Work required: Rewrite all of the material below, replacing each "Practice step" with "Labeling drill" and keeping everything else the same. Omit the pictures from your version.

(Object point labels)
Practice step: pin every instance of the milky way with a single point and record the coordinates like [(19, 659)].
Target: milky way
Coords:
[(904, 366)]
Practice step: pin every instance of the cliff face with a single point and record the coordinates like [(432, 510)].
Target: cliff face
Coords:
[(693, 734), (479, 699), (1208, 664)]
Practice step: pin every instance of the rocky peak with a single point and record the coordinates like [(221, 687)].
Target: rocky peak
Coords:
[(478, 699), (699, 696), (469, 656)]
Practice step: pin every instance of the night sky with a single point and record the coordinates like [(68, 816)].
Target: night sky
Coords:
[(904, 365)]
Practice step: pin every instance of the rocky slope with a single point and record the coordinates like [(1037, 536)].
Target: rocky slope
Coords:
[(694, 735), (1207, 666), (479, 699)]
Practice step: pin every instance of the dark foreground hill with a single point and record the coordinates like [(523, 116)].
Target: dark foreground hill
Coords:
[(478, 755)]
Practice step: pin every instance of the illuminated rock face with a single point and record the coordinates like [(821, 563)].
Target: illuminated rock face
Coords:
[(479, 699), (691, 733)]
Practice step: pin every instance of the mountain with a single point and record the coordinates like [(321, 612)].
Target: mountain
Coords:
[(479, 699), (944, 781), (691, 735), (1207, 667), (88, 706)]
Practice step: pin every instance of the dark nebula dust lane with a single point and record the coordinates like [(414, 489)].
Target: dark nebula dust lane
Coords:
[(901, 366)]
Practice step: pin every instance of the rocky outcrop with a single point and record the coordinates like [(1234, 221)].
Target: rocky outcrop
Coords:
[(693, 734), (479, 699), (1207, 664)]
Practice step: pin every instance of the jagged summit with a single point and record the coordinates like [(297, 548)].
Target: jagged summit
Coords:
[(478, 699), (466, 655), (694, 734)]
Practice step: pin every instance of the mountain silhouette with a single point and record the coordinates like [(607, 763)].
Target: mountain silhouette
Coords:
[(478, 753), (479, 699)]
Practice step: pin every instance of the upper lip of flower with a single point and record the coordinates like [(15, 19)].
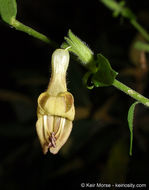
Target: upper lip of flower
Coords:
[(55, 107)]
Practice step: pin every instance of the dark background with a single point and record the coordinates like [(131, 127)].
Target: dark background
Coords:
[(98, 148)]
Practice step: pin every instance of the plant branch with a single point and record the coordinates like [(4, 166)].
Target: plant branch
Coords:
[(19, 26), (131, 92)]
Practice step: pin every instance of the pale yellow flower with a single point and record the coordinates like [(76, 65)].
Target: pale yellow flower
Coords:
[(55, 107)]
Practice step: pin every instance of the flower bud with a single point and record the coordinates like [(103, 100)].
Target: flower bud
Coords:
[(55, 107)]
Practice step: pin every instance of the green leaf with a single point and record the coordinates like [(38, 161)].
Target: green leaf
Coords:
[(130, 123), (85, 80), (79, 48), (8, 10), (105, 74)]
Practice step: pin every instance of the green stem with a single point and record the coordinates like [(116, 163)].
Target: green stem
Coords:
[(19, 26), (140, 29), (131, 92)]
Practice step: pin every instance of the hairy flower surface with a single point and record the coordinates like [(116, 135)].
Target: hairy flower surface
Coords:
[(55, 106)]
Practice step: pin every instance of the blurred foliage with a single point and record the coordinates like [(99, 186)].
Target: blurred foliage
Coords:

Complete response:
Labeling drill: pin every instance of the milky way with a single point and record the coordinates like [(19, 659)].
Target: milky way
Coords:
[(904, 366)]
Labeling drill: pin every instance of the cliff face with a single point and record the coordinates like [(432, 510)].
Target: cliff face
Coords:
[(693, 734), (479, 699), (1208, 664)]
Labeling drill: pin every instance of the rocky peak with a single point and record the coordinates like [(221, 687)].
Target: rocky peak
Coords:
[(478, 699), (699, 696), (469, 656)]
Labeling drill: pin every instance of the night sky with a single point and record the coordinates like [(68, 816)].
Target: night sky
Coords:
[(904, 365)]
Labeling drill: pin every instance of the rocky slope with a single point and record the coordinates like [(1037, 536)].
Target: rocky slope
Coords:
[(694, 735), (1207, 666), (479, 699)]
Labeling drill: pin every instance of the dark foreground hill with a single point and record the coordinates like [(523, 116)].
Target: dark foreground hill
Coords:
[(478, 755)]
Labeling drill: pin every instance of the illuminated rock face with a single point and record the coordinates like [(821, 563)].
Target: illuminated rock face
Coords:
[(479, 699), (691, 733)]
Labeling drill: pin every instance of the mountain with a single point and record the coordinates like [(321, 612)].
Target: mountain
Coords:
[(479, 699), (944, 781), (691, 735), (1207, 667), (88, 706)]
Labeling drill: pin every instance of the dark nebula dust lane with a single point and record the coordinates like [(414, 489)].
Target: dark nebula dust lane
Coords:
[(901, 366)]
Labeling drill: pin every instance of the rocky outcrop with a single point and record the coordinates like [(1234, 221)].
Target: rocky outcrop
Coords:
[(693, 734), (479, 699), (1207, 664)]
Labeling drill: pin every instance of the jagged summit with a single point and record the coordinates like [(297, 548)].
Target: jagged summit
Coords:
[(478, 699), (466, 655), (694, 734)]
Labeling drill: pin every instance of the mountain silhouette with a single point and record the coordinates like [(607, 763)].
Target: mountain silhouette
Coords:
[(478, 753), (479, 699)]
Labeling drill: pin every instance of the upper lip of flower with a single point and record the coordinates like [(15, 19)].
Target: upper lip of flower
Coords:
[(55, 107)]
Labeling drill: pin every instance of the dark background with a single point and record the coordinates like [(131, 127)].
Target: dark background
Coords:
[(98, 148)]
Labeling drill: pin every instance of the plant branch with a single point and record the coordinates like [(4, 166)].
Target: plant branch
Coords:
[(19, 26), (131, 92)]
Labeling drill: pin every instance of the pale yellow flower with a single point and record the coordinates like [(76, 65)].
Target: pale yellow flower
Coords:
[(55, 107)]
Labeling drill: pin every instance of the flower bud with a single point and record the coordinates like [(103, 100)].
Target: flower bud
Coords:
[(55, 107)]
Labeling drill: pin every instance of the green leaf with a single point and record the coordinates like [(38, 161)].
Target: green leaf
Coords:
[(130, 123), (85, 80), (79, 48), (8, 10), (105, 74)]
Labeling drill: pin every instance of the green stem with a single point and record the coordinates like [(116, 163)].
Target: green stem
Coords:
[(19, 26), (140, 29), (131, 92)]
Labeling drill: pin every instance of the hairy flower surface with a single point and record the coordinates like [(116, 135)].
Target: hairy flower surface
Coords:
[(55, 106)]
Labeling drill: pin every instance of the blurred foliage with a single point and record the coordinates like [(99, 186)].
Target: blurred foliage
Coords:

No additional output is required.